**Extract to read**
------------------------------------
TTD backed me into a spot in the cluttered yard, and before leaving, gave me his cell number in case I needed a ride to town. The tiny center of Williams was about two miles away- and it’s not much of town. With a population of 5,123, its claim-to -fame is being an Interstate rest-stop with half a dozen authentic Mexican restaurants (there’s a heavy farm-worker population), a tourist trap hotel and restaurant called Ganzella’s, a couple local hotels with names like Stage Stop Inn, and your usual Interstate fare: fast food, convenience store gas stations, a Motel 6, a Ramada and a Traveler’s Inn.
Breaking Down and Living at a Garage in an RV
TDD pulled away, Dave left and dummy-locked the gate and there I was, behind a cyclone fence in a gravel lot that smelled like old grease, in Bumfuck California; 60 miles from my car and my California “home” base. For neighbors, I had train storage containers, old cars that didn’t run anymore – and several that probably did – old campers and industrial-looking ‘stuff’ strewn about.
Ok, this is part of the adventure! I’ll make the most of it. Look at me getting through my first breakdown and sleeping at an auto repair shop! I tried to console myself: “I knew this day would come, and here I am… dealing with it!” Look at me making lemons outta lemonade! Kum-fucking-baya!
------------------------------------
**Supplied information**
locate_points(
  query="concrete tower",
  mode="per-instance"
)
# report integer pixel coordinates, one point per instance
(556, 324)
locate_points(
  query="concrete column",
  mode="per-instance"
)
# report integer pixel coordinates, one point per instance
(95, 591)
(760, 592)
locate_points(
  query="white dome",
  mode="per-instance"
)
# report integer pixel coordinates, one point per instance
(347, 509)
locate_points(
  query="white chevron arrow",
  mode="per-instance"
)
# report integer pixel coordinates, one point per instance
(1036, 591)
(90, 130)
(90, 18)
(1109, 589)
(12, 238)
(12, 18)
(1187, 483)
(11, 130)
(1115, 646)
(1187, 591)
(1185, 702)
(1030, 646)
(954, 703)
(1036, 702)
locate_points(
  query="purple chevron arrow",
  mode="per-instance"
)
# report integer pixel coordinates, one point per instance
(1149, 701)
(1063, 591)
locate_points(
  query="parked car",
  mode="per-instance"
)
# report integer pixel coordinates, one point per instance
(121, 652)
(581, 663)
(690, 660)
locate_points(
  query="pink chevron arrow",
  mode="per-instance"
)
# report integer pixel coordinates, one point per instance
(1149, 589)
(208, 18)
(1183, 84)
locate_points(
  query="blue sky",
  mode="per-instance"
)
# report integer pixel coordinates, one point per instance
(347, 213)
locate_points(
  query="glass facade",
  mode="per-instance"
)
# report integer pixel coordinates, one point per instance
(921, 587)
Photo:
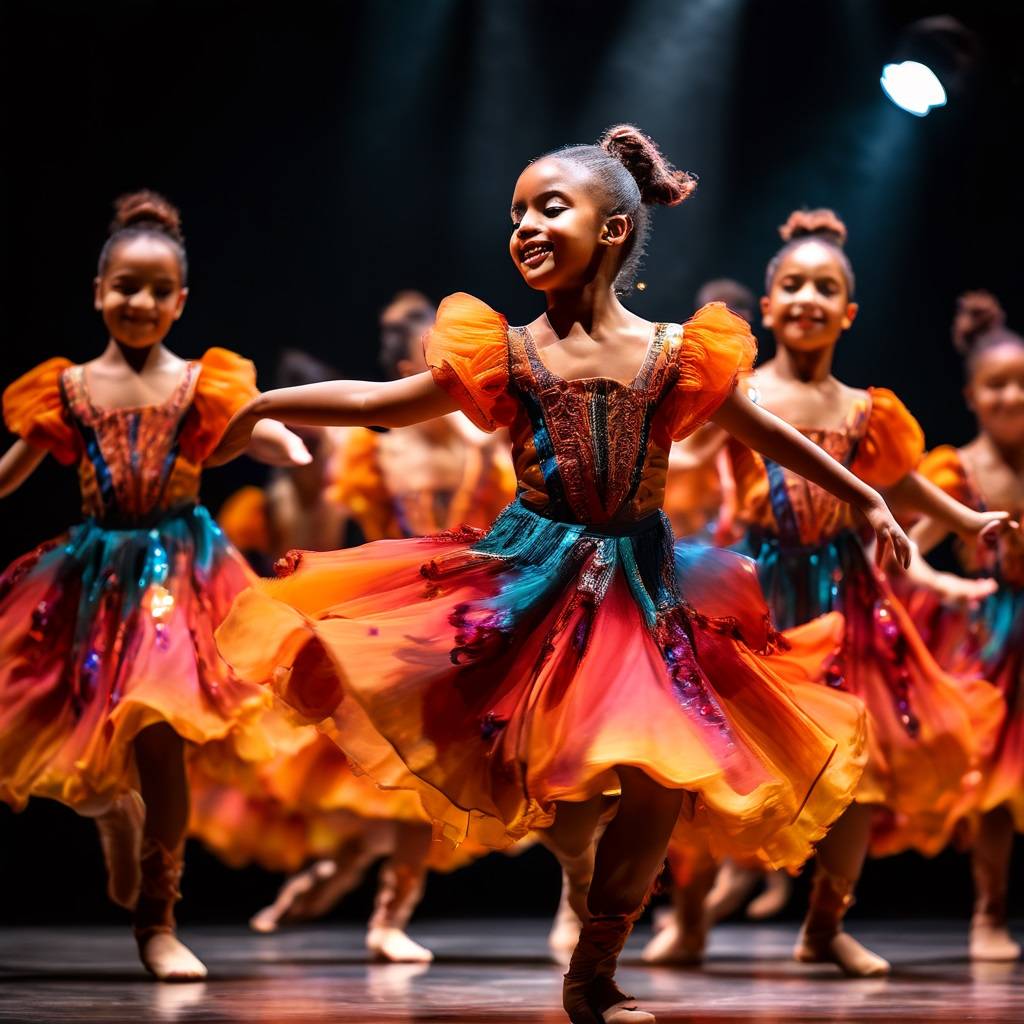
------------------------------------
**Task prompt**
Return the passage of the RV breakdown account starting at "Breaking Down and" and ending at "outta lemonade! Kum-fucking-baya!", word for word. The records have nothing to do with the RV breakdown account.

**Output below**
Breaking Down and Living at a Garage in an RV
TDD pulled away, Dave left and dummy-locked the gate and there I was, behind a cyclone fence in a gravel lot that smelled like old grease, in Bumfuck California; 60 miles from my car and my California “home” base. For neighbors, I had train storage containers, old cars that didn’t run anymore – and several that probably did – old campers and industrial-looking ‘stuff’ strewn about.
Ok, this is part of the adventure! I’ll make the most of it. Look at me getting through my first breakdown and sleeping at an auto repair shop! I tried to console myself: “I knew this day would come, and here I am… dealing with it!” Look at me making lemons outta lemonade! Kum-fucking-baya!